▸ **Directive**:
Give back exactly the lines from the one containing "Target: windshield" through the end of the records, including both, and no others.

(Pointing records)
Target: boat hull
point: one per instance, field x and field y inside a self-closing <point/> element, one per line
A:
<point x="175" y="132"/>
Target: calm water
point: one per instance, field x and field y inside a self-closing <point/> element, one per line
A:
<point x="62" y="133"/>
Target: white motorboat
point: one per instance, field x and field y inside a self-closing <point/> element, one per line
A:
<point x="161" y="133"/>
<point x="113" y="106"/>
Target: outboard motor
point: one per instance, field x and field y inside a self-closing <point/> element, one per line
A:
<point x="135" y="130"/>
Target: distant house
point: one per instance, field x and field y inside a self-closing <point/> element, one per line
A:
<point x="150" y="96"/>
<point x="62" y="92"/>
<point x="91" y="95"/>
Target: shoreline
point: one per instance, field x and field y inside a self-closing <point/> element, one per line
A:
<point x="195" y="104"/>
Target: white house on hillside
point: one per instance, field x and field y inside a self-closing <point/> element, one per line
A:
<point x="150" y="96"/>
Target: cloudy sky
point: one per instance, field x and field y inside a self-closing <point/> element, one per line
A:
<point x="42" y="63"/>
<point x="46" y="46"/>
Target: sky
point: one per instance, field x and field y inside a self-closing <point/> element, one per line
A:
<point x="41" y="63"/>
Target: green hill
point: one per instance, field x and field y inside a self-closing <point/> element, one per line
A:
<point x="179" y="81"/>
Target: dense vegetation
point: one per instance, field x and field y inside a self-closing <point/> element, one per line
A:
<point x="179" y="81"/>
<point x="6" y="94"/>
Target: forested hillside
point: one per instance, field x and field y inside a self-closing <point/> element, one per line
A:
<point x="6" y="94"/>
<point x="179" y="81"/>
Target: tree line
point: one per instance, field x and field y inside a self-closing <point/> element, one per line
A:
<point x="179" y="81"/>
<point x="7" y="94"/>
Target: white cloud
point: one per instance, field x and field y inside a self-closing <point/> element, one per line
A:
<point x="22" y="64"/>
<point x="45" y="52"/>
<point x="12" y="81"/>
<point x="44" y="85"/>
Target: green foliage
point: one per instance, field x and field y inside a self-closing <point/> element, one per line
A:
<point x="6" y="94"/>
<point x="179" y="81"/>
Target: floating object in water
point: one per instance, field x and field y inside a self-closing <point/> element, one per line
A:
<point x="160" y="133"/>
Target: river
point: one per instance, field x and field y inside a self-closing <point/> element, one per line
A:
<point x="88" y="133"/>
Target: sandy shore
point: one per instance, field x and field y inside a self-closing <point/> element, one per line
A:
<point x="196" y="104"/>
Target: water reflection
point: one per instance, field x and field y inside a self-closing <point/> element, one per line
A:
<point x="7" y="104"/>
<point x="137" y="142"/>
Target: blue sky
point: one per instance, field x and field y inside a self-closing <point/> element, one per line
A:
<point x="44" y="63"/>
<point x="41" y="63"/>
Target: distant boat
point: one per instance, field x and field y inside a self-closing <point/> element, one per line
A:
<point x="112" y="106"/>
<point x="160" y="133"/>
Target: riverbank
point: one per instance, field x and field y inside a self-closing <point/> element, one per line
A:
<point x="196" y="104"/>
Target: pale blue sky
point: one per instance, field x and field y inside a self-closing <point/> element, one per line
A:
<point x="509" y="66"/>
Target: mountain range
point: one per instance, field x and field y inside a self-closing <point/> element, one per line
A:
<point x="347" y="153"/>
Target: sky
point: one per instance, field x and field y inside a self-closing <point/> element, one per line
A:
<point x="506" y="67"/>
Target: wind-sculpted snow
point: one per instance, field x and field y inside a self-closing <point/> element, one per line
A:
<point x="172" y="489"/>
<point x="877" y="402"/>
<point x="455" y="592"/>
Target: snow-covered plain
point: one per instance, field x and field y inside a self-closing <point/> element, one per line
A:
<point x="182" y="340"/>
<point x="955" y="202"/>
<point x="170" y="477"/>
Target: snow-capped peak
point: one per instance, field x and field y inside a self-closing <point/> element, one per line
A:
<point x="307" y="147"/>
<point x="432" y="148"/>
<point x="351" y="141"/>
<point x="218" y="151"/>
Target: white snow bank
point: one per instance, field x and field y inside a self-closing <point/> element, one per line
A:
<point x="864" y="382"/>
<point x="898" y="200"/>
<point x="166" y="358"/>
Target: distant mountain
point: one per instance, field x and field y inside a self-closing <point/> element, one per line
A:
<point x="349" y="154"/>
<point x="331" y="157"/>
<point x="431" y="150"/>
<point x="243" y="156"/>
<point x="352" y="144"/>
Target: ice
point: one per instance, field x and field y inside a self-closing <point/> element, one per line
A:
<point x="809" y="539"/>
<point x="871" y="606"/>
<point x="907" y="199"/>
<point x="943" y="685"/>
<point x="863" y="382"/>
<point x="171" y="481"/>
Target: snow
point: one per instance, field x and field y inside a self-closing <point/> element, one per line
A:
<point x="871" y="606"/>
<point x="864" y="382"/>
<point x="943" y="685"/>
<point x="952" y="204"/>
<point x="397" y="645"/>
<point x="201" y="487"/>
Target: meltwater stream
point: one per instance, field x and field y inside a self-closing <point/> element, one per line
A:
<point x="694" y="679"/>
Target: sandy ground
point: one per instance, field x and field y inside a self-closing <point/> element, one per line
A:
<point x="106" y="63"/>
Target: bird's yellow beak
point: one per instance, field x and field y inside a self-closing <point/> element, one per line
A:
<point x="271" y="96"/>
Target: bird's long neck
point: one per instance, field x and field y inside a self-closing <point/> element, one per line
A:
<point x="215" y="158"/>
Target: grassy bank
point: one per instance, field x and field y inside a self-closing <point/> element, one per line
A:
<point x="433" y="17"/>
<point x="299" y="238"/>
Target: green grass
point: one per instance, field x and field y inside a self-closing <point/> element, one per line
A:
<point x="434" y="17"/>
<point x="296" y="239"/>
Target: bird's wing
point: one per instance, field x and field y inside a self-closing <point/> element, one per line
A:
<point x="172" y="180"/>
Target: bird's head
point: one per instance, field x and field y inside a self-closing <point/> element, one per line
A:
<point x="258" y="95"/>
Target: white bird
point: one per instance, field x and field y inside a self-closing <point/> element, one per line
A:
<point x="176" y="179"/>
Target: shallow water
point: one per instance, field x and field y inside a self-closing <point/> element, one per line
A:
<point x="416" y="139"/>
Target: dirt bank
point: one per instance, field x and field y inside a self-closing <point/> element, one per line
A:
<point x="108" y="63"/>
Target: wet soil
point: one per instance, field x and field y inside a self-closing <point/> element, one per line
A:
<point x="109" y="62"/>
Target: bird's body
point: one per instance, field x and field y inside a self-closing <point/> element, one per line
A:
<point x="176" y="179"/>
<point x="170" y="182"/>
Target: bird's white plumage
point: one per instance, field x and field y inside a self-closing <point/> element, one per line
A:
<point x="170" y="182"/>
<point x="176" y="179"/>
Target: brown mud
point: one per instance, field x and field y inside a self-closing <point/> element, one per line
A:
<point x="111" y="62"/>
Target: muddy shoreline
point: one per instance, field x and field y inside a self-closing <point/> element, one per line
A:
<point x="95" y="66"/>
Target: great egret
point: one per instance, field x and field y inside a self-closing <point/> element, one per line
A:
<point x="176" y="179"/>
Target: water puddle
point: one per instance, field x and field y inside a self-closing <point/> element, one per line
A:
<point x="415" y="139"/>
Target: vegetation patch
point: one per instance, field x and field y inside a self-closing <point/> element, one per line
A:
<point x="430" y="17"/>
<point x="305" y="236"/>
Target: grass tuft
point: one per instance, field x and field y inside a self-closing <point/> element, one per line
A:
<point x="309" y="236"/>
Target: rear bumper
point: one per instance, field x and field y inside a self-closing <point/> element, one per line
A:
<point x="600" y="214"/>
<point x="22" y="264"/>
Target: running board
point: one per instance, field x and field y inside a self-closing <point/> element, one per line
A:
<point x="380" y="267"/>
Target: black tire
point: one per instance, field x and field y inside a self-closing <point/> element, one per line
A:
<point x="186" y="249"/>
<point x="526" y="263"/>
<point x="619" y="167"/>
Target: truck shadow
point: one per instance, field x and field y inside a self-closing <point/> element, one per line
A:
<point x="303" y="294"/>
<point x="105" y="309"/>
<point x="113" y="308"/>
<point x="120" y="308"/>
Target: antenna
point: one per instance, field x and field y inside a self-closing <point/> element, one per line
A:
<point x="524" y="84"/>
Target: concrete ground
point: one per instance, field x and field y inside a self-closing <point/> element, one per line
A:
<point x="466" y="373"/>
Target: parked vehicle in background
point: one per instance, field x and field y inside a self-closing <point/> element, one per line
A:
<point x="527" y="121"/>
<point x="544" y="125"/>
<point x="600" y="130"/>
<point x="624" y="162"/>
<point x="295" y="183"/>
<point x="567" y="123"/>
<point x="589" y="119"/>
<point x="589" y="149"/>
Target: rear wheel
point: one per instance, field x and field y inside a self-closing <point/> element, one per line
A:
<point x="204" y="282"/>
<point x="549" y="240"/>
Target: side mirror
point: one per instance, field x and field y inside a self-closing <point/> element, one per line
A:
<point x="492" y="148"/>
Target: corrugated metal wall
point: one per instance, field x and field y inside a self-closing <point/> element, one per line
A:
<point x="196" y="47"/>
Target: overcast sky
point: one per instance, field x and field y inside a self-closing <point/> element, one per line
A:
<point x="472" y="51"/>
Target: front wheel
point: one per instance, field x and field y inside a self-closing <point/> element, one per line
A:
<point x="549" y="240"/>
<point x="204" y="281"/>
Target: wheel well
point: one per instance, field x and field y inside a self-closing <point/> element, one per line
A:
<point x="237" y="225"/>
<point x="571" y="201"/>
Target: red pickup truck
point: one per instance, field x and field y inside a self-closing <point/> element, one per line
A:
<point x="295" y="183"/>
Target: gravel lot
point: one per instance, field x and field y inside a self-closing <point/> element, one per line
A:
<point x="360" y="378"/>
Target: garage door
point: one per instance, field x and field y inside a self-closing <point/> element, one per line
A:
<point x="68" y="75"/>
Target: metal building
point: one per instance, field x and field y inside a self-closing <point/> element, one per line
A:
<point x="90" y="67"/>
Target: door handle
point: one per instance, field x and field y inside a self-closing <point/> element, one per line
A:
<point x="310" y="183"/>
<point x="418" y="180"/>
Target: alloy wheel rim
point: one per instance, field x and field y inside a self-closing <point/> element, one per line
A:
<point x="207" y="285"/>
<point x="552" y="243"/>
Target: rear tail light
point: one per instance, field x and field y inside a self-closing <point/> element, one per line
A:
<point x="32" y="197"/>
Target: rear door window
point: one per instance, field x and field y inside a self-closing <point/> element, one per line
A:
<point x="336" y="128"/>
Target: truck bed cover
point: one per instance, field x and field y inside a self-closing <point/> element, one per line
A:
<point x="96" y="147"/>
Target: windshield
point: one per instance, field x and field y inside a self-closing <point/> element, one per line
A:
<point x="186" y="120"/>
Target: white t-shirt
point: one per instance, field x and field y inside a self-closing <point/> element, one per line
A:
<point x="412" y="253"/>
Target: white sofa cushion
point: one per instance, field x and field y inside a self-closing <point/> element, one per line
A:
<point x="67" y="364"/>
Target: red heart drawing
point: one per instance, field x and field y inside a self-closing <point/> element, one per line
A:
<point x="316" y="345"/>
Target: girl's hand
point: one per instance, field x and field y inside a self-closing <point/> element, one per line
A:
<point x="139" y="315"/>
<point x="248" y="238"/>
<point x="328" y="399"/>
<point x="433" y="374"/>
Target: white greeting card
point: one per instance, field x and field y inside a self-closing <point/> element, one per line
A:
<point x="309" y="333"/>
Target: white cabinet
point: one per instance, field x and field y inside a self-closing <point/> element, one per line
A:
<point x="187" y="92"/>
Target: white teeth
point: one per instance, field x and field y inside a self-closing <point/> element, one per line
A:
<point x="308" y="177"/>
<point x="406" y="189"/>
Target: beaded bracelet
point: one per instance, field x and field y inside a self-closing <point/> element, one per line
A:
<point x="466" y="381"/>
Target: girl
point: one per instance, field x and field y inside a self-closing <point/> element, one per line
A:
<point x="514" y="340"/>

▸ **Task result**:
Target: windshield
point: one per instance, field x and field y inside a self-closing <point/> element, one per line
A:
<point x="186" y="120"/>
Target: white t-shirt
point: one per instance, field x and field y inside a self-closing <point/> element, one per line
A:
<point x="412" y="253"/>
Target: white sofa cushion
point: one per instance, field x and field y inside a self-closing <point/> element, one per line
A:
<point x="67" y="364"/>
Target: red heart drawing
point: one per instance, field x and field y inside a self-closing <point/> element, one per line
A:
<point x="316" y="345"/>
Target: girl's hand
point: one per instance, field x and field y inside a self-closing <point/> element, one per line
A:
<point x="139" y="315"/>
<point x="248" y="238"/>
<point x="328" y="399"/>
<point x="433" y="374"/>
Target: white greeting card
point: one per instance, field x and field y inside a self-closing <point/> element, one per line
A:
<point x="309" y="333"/>
Target: white cabinet
point: one per instance, field x and field y inside a self-closing <point/> element, one per line
A:
<point x="187" y="92"/>
Target: white teeth
point: one per instance, field x and field y inside a self-closing <point/> element, one per line
A:
<point x="308" y="177"/>
<point x="406" y="189"/>
Target: beaded bracelet
point: one per instance, field x and field y inside a self-closing <point/> element, one per line
A:
<point x="466" y="381"/>
Target: girl
point: one per instance, field x and field y inside a self-closing <point/> element, one per line
A:
<point x="514" y="340"/>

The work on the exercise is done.